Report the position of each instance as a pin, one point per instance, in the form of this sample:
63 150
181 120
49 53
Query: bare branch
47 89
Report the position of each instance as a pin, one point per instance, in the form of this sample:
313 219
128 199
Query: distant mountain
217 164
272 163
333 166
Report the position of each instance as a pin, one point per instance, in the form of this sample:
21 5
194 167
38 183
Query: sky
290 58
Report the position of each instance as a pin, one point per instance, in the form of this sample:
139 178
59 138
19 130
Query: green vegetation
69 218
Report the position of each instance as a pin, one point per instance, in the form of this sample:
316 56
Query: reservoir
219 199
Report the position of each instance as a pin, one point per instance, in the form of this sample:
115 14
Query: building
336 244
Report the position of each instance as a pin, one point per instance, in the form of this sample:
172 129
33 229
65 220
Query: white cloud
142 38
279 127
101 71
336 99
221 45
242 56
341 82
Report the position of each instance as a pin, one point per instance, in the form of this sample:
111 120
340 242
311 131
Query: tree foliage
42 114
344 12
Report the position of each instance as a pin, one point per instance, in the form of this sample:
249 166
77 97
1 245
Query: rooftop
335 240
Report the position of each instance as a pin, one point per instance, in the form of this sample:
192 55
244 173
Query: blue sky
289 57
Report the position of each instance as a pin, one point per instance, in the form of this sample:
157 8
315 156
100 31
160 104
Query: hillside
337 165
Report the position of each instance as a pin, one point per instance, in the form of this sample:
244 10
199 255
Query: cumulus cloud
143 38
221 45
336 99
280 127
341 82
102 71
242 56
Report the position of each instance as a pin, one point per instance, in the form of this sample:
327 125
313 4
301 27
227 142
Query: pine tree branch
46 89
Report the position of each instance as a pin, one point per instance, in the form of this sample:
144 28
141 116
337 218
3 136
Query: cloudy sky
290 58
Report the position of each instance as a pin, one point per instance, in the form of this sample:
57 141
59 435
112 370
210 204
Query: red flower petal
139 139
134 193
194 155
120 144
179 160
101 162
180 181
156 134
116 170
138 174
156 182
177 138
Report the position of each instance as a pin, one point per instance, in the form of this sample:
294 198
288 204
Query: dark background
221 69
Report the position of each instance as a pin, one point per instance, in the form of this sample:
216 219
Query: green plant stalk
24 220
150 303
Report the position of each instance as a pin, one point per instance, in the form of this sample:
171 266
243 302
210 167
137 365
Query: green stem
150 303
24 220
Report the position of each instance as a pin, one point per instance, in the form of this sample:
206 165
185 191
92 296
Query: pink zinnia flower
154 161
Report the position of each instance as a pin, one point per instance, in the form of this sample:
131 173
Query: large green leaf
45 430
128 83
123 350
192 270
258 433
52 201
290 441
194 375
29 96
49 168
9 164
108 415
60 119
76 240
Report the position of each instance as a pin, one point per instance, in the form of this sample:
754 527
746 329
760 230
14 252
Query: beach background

◆ ◆ ◆ ◆ ◆ ◆ ◆

• **Work instructions**:
The records above should be repeated in full, exactly as given.

• **Full output**:
Report the position of each instance as a pin, one point per instance, in the form of this sample:
63 150
181 120
49 53
Query: bare branch
47 89
Report the position of each instance as a pin, one point per instance, in the form of this sample:
313 219
128 199
Query: distant mountain
217 164
272 163
333 166
Report the position of each instance as a pin, one point per instance, in the form of this sample:
21 5
194 167
38 183
Query: sky
290 58
Report the position of each instance as a pin, one point per instance, in the form of this sample:
139 178
59 138
19 130
Query: green vegetation
69 218
Report the position of each instance as a pin, one point per instance, in the form of this sample:
316 56
Query: reservoir
219 199
Report the position of each instance as a pin, one point per instance, in the form of this sample:
115 14
Query: building
336 244
Report the position of each instance as a pin, one point per instance, in the form of this sample:
172 129
33 229
65 220
Query: white cloud
142 38
279 127
101 71
336 99
221 45
242 56
341 82
Report the position of each instance as a pin, one point per instance, in the form of this sample:
111 120
340 242
311 131
Query: tree foliage
42 114
344 12
Report the position of each instance as a pin, one point per instance, in the form of this sample:
249 166
77 97
1 245
Query: rooftop
335 240
Report the position of each instance as a pin, one point per instance, in the form of this sample:
192 55
244 173
Query: blue sky
289 57
Report the position of each instance as a pin, one point per instance, in the form of this sample:
157 8
315 156
100 31
160 104
Query: hillside
337 165
Report the position of each instance as a pin, one point per instance, in the form of this sample:
244 10
199 255
Query: cumulus cloud
143 38
221 45
336 99
280 127
341 82
102 71
242 56
Report the position of each instance as a pin, one point per instance, in the form of this sample:
327 125
313 4
301 27
227 142
Query: pine tree branch
46 89
Report the position of each instance as a pin, one point per instance, in the form of this sample:
144 28
141 116
337 218
3 136
Query: cloudy sky
290 58
Report the position of each instance as a pin, one point per instance, in the form of this sample:
57 141
59 435
112 370
210 204
Query: red flower petal
139 139
134 193
194 155
120 144
179 160
101 162
180 181
156 134
116 170
138 174
156 182
177 138
Report the position of each instance as a pin, one point per instance, in the form of this sample:
294 198
288 204
Query: dark background
221 69
Report the position of each instance as a pin, one point per instance, in the form of this sample:
216 219
Query: green plant stalk
24 220
150 303
Report the position of each instance as a pin, one point per instance, in the form of this sample:
171 266
243 302
210 167
137 365
Query: green stem
150 303
24 220
Report the position of each instance as a pin, one point per instance, in the form of this sample:
206 165
185 191
92 296
Query: pink zinnia flower
154 161
Report the position of each instance as a pin, one point per instance, in the form of this sample:
131 173
Query: large green leaf
45 430
128 83
123 350
192 270
258 433
52 201
290 441
194 375
29 96
49 168
9 164
108 415
60 119
76 240
Report the position of each instance as a pin, one point per instance, in the form of this sample:
754 527
746 329
760 230
14 252
Query: beach background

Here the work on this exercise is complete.